▸ GIVEN INSTRUCTION
Please copy, word for word, the items from the line that contains "Indicate every instance of the navy suit" through the last line of the items, and nothing else.

**** ENTRIES

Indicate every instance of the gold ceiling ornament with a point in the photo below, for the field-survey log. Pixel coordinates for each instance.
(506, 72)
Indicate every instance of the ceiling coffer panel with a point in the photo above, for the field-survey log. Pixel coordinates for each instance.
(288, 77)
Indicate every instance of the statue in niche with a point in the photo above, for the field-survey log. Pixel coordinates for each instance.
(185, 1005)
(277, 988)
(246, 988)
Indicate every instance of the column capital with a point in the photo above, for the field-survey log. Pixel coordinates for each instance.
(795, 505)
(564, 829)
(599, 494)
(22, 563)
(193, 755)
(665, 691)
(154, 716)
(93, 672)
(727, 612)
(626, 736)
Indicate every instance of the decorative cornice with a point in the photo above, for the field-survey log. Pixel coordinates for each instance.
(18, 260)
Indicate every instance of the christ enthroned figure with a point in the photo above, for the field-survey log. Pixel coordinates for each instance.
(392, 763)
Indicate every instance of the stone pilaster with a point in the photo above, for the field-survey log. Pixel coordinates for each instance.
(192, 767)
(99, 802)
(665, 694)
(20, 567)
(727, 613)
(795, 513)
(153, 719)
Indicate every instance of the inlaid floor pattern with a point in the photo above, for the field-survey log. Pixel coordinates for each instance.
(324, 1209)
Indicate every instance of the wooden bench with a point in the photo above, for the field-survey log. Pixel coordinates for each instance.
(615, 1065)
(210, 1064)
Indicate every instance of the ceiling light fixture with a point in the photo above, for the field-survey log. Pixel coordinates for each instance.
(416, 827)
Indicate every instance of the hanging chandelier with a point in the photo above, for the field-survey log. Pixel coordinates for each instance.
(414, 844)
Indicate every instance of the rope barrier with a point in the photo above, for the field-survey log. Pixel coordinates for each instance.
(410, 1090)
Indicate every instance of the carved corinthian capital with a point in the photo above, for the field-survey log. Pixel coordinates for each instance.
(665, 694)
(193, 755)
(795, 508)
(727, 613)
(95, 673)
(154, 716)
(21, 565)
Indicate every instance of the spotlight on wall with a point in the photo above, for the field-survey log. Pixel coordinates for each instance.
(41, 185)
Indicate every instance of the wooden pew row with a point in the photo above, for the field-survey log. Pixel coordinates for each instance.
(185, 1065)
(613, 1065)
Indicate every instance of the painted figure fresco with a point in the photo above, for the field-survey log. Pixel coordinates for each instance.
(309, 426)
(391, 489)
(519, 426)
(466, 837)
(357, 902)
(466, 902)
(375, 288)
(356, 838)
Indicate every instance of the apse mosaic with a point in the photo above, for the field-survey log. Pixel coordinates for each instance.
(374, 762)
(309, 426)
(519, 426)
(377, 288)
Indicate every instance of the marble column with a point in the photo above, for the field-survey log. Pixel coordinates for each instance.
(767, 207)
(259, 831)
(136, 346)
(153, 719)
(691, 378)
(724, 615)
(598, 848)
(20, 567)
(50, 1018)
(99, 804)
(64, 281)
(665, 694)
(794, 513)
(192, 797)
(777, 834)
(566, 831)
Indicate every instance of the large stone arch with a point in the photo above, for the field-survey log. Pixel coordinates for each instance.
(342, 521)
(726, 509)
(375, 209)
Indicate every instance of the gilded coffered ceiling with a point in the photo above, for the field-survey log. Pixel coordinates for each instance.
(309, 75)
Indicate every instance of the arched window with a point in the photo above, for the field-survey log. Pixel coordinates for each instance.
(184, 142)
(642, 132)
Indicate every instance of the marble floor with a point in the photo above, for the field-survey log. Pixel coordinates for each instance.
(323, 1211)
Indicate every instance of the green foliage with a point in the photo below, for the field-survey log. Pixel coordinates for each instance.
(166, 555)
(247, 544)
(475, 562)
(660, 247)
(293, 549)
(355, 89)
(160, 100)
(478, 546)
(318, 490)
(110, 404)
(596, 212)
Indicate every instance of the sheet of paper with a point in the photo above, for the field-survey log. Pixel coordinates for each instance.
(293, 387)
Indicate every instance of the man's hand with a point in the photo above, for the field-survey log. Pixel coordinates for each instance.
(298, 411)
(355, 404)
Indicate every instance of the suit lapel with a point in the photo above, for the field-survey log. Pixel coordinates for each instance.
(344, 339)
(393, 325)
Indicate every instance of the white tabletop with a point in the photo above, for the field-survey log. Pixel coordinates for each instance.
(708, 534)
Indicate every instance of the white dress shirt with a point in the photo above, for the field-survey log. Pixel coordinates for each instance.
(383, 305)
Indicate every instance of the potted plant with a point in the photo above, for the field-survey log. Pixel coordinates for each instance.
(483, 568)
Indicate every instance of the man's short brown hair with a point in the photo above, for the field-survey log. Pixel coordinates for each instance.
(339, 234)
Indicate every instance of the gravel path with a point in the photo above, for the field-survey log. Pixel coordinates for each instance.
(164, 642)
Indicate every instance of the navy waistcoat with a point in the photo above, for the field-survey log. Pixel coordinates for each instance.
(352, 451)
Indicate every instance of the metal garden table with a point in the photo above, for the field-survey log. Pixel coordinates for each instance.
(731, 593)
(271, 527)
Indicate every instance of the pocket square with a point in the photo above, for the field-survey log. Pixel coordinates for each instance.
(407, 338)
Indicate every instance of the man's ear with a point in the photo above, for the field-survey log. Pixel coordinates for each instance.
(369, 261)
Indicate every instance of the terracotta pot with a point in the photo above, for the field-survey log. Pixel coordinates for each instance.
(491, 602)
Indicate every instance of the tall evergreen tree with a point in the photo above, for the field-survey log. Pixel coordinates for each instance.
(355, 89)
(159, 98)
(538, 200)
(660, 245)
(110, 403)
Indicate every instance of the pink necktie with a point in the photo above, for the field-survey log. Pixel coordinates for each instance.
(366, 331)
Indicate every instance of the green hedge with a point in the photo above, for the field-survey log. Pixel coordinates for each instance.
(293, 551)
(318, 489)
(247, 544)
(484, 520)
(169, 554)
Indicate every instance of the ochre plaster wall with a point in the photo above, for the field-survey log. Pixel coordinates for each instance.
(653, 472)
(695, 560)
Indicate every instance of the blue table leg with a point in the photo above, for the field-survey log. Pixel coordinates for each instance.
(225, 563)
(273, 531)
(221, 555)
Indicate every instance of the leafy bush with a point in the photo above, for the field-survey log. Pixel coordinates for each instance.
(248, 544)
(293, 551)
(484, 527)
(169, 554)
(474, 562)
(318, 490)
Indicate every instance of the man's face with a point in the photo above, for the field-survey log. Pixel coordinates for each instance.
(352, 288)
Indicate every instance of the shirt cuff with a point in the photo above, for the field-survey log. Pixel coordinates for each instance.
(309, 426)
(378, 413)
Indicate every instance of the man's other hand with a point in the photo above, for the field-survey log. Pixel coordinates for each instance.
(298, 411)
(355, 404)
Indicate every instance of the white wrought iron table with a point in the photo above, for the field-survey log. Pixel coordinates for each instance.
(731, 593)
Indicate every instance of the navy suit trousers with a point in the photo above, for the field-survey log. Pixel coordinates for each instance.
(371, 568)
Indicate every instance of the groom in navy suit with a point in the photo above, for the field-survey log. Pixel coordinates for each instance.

********

▸ EXERCISE SOLUTION
Indicate every instance of the navy suit trousers with a point in the photo above, for the field-survey log. Pixel coordinates for each instance.
(371, 568)
Indicate every instance of the groom in navy suit with a point in the photo above, for the field-survey log. Pixel coordinates for each instance.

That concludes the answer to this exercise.